■ **EXERCISE BRIEF**:
What you produce should match the records below precisely, except that images are removed.

■ **STORED DATA**:
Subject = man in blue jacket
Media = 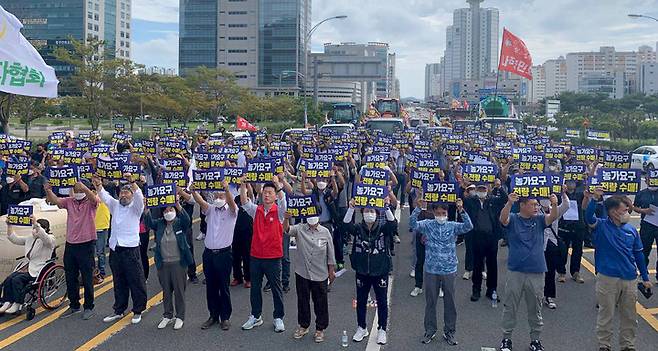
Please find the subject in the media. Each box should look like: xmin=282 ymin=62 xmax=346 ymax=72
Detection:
xmin=585 ymin=187 xmax=652 ymax=351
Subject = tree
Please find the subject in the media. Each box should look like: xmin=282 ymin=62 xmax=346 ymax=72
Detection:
xmin=54 ymin=37 xmax=121 ymax=130
xmin=185 ymin=67 xmax=248 ymax=130
xmin=9 ymin=95 xmax=50 ymax=138
xmin=110 ymin=60 xmax=145 ymax=132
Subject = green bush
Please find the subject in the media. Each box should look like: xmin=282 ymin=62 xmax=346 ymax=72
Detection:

■ **RESULT OF THE TASK**:
Subject = man in blue jacket
Media = 
Please find the subject in the media. Each box should look like: xmin=282 ymin=62 xmax=346 ymax=72
Detection:
xmin=585 ymin=187 xmax=652 ymax=351
Subject = tree
Please find the subject in the media. Each box should look like: xmin=282 ymin=62 xmax=346 ymax=72
Detection:
xmin=54 ymin=37 xmax=121 ymax=130
xmin=185 ymin=67 xmax=248 ymax=130
xmin=9 ymin=95 xmax=50 ymax=138
xmin=110 ymin=60 xmax=145 ymax=132
Subject = green bush
Please find the subject in the media. Each box should look like: xmin=282 ymin=62 xmax=346 ymax=72
Detection:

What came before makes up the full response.